DATA ROWS:
* start *

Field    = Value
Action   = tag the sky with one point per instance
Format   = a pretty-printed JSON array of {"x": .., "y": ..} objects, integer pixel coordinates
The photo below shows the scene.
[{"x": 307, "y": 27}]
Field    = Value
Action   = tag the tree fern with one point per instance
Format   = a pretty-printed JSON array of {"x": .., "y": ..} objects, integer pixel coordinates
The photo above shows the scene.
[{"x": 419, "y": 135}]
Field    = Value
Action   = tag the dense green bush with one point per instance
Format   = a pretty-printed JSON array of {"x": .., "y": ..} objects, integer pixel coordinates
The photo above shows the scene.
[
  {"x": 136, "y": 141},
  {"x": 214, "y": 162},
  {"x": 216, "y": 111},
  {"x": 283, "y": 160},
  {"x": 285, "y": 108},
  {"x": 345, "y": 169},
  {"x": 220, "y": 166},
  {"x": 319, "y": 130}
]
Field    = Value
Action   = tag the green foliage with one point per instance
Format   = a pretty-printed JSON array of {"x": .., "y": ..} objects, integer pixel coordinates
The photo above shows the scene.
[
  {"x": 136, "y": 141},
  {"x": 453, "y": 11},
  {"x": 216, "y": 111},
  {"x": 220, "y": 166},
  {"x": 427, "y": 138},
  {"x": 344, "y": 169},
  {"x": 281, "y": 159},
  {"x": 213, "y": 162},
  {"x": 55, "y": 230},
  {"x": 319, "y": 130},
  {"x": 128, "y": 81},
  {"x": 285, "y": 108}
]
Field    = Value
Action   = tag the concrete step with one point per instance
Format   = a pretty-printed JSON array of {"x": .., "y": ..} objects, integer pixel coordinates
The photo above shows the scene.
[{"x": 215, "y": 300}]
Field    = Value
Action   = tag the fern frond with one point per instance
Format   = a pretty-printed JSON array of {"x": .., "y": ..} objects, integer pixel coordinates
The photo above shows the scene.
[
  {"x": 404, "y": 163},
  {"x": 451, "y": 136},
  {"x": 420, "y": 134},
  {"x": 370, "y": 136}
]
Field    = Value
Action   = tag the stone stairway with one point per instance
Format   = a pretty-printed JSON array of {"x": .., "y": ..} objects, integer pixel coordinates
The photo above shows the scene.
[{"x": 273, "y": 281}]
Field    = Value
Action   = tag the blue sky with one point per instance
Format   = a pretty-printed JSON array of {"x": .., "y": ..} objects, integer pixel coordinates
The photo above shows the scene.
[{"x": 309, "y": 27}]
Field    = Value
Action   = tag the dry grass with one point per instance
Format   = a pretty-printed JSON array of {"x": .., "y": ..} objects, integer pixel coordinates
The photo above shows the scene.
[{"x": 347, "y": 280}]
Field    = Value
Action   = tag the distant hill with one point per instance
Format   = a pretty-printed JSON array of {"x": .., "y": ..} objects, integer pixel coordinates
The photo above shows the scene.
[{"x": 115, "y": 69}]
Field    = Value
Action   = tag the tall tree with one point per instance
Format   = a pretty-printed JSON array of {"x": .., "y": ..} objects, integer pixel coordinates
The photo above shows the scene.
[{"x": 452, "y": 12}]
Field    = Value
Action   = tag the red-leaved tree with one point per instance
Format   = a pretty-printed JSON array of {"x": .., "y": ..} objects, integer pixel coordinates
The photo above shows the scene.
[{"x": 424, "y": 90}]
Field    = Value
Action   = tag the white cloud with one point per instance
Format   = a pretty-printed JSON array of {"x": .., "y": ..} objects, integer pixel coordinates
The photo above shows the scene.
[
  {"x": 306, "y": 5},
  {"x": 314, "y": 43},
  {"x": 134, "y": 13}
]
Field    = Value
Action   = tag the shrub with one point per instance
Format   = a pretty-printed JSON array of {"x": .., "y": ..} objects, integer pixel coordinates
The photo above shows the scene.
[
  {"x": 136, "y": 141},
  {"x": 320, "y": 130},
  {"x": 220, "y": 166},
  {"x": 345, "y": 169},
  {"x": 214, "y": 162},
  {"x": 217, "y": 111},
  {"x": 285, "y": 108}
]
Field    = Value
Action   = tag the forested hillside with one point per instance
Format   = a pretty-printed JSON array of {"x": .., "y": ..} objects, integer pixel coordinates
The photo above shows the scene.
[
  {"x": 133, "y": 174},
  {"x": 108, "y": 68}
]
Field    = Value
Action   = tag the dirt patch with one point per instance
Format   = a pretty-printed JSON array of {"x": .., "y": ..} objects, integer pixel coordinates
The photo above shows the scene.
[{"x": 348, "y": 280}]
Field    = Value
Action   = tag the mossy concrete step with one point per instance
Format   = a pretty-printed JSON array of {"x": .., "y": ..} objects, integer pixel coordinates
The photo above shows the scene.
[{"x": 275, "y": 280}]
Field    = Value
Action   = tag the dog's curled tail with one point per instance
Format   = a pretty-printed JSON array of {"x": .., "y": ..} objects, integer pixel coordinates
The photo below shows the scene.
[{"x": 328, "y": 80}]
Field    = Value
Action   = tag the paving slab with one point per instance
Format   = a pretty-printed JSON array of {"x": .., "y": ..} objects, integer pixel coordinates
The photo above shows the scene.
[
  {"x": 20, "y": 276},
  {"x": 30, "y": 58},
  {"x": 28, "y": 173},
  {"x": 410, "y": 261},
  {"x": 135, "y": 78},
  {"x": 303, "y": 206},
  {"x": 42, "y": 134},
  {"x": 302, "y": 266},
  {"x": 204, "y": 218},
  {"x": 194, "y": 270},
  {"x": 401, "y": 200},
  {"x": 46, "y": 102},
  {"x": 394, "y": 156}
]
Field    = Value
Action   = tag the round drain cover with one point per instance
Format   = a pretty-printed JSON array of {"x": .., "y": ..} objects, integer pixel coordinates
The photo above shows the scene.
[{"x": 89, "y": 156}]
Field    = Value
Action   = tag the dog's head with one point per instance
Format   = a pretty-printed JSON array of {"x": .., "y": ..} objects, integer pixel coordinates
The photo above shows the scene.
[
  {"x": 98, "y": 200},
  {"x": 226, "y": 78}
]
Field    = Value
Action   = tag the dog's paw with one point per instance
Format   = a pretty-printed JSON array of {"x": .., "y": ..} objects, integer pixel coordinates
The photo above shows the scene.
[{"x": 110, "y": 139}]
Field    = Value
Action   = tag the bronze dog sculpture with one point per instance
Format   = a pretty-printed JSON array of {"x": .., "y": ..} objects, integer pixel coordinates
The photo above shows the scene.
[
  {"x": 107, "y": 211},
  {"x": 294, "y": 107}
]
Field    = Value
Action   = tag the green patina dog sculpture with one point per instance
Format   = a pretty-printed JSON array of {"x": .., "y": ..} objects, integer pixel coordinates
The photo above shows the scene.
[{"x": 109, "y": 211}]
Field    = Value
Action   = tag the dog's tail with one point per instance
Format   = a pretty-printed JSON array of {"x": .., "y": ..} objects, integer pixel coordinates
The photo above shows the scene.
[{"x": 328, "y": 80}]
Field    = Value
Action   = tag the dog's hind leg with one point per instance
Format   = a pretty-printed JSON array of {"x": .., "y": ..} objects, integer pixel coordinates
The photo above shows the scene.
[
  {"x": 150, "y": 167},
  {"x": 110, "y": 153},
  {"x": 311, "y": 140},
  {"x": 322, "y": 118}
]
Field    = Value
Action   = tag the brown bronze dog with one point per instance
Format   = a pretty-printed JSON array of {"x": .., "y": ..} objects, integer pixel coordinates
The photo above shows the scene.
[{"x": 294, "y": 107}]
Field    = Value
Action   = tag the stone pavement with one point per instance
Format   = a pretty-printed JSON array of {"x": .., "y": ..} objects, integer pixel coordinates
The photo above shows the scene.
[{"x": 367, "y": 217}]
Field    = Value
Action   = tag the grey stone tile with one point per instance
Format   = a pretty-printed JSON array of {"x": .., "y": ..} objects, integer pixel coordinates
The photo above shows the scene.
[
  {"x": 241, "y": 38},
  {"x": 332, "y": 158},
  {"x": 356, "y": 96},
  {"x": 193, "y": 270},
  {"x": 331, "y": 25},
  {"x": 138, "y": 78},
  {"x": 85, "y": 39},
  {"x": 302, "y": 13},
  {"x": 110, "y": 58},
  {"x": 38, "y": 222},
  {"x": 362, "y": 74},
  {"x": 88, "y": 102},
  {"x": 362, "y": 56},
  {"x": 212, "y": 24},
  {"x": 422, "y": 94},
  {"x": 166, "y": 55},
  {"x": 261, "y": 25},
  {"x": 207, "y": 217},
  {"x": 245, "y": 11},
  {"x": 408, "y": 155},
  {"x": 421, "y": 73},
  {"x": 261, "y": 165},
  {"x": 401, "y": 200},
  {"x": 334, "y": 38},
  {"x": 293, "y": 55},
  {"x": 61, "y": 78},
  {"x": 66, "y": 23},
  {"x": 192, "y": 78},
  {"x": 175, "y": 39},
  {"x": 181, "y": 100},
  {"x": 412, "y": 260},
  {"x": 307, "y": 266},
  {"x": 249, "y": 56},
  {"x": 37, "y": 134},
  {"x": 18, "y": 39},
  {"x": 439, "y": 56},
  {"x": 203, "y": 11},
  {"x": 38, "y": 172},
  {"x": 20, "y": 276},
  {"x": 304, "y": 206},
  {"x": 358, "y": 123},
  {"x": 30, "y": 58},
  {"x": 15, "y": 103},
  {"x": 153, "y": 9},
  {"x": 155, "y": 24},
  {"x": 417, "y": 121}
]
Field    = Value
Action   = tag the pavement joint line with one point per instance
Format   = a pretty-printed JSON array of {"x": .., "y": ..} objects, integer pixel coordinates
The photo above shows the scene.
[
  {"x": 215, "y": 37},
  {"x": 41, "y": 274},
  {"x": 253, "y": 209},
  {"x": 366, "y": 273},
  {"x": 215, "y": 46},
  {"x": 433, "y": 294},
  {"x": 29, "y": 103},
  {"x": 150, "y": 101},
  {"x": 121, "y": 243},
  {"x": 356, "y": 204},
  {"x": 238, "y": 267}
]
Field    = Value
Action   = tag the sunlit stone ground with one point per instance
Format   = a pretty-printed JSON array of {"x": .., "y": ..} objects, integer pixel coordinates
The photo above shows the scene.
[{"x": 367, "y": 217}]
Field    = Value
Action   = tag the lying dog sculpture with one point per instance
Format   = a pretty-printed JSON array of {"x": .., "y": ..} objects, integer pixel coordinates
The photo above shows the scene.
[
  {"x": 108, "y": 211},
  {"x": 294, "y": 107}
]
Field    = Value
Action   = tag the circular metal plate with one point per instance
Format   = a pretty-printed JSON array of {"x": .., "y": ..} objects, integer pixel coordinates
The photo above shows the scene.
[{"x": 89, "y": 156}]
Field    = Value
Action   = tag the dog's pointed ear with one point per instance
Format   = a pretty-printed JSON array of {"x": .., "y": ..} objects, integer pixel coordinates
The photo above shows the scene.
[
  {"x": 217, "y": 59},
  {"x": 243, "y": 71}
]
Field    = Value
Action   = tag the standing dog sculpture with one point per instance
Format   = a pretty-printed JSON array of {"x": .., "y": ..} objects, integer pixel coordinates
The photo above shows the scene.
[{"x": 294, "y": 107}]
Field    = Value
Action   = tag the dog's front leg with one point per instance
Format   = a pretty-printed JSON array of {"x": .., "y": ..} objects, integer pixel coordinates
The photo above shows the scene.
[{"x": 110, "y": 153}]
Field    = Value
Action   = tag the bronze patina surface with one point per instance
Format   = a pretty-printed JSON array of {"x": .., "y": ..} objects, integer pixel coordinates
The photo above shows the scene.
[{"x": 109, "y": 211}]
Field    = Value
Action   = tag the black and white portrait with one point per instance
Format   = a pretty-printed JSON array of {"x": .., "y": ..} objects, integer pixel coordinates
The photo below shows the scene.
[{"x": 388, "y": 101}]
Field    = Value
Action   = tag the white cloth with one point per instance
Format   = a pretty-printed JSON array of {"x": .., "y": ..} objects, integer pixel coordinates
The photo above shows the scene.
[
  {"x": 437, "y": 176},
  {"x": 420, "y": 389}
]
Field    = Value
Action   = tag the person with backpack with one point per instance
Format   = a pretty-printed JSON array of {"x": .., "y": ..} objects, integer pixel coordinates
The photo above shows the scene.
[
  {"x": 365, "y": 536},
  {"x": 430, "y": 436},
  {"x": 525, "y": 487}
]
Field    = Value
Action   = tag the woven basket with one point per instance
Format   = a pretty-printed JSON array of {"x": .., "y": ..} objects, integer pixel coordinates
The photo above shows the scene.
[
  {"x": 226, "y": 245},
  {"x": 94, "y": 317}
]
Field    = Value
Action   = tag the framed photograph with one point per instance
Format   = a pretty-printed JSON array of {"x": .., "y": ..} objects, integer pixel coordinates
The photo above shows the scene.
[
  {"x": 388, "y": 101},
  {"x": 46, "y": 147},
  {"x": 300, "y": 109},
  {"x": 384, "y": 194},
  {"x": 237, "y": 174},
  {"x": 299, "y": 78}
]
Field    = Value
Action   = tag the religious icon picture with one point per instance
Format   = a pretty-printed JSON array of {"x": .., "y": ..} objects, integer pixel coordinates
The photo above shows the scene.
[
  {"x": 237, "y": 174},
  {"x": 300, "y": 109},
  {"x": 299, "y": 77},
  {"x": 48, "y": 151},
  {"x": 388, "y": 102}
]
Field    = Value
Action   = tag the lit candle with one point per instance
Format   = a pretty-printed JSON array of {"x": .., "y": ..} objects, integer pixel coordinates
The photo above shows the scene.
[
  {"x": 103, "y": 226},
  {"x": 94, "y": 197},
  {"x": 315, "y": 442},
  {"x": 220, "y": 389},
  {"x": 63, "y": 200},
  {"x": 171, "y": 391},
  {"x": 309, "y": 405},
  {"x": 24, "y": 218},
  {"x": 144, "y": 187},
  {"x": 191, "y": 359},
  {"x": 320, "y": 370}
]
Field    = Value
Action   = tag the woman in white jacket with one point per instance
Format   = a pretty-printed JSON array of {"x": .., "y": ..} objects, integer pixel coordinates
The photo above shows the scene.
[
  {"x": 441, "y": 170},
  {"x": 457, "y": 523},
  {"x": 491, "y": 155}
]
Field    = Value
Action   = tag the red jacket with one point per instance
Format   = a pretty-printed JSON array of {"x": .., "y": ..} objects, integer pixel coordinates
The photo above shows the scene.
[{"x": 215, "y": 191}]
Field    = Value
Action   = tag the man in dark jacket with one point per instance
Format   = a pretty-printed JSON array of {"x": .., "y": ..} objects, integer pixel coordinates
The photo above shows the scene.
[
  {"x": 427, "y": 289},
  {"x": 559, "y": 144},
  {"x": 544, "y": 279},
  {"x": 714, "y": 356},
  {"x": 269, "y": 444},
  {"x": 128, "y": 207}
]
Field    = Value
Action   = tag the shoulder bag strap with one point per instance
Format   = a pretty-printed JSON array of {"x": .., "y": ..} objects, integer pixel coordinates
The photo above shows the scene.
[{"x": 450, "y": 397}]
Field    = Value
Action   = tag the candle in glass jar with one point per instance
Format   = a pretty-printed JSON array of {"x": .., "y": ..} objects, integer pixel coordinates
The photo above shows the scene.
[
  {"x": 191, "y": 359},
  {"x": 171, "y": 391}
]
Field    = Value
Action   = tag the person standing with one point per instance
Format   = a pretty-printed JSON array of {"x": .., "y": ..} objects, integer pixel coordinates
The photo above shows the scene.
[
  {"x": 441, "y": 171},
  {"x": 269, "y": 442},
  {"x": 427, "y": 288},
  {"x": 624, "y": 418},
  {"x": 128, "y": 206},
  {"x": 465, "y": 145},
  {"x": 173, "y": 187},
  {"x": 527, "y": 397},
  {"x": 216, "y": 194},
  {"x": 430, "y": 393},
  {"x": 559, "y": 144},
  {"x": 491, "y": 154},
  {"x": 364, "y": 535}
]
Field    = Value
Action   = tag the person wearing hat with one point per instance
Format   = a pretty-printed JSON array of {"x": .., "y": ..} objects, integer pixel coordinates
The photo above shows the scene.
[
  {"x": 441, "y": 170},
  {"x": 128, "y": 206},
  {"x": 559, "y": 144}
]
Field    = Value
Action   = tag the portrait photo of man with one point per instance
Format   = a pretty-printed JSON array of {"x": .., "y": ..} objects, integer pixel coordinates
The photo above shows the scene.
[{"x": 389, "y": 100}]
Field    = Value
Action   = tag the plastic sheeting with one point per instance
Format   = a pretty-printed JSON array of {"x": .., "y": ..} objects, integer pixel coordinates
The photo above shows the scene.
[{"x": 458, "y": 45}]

* end *

THE REQUEST: How many lines of the material above contain the string "candle", with case counting? Reply with the number alone.

RESPONSE: 2